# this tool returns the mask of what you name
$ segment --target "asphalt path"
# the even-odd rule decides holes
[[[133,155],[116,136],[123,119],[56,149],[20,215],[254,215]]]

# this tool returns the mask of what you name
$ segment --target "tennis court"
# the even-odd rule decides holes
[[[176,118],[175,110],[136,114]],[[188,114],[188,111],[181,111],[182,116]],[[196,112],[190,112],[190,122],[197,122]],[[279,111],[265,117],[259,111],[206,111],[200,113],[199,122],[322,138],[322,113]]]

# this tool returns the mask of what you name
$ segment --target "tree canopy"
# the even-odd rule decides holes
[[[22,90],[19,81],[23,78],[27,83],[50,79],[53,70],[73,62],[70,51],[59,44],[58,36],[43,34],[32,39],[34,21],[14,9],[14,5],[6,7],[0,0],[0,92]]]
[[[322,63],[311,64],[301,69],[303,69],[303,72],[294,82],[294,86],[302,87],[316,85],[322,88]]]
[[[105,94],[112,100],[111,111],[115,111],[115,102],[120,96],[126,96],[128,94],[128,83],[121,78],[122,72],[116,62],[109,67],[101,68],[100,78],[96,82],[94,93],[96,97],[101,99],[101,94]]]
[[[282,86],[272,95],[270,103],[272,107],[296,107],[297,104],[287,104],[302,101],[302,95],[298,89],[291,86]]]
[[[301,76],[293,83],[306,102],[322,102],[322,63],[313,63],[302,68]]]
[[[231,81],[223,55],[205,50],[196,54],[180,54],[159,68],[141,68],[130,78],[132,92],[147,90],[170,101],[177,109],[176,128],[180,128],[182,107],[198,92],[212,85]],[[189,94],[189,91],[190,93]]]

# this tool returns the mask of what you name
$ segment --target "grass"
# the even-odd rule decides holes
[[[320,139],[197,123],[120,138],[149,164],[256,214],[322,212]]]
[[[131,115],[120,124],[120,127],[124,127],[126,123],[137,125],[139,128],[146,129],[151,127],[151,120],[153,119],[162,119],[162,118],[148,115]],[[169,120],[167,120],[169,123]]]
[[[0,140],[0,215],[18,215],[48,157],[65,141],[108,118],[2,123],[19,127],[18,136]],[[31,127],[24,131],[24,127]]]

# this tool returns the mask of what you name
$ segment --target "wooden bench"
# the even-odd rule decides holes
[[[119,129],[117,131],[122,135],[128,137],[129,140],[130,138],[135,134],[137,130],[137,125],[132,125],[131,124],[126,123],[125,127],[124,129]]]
****************
● **Short problem**:
Please echo the lines of the listing from the start through the line containing "[[[133,155],[116,136],[123,119],[56,149],[20,215],[254,215]]]", inclusive.

● **Answer to the problem**:
# this tool returns the mask of what you name
$ segment --target "asphalt path"
# the even-odd rule decides holes
[[[133,155],[116,136],[123,119],[56,149],[20,215],[254,215]]]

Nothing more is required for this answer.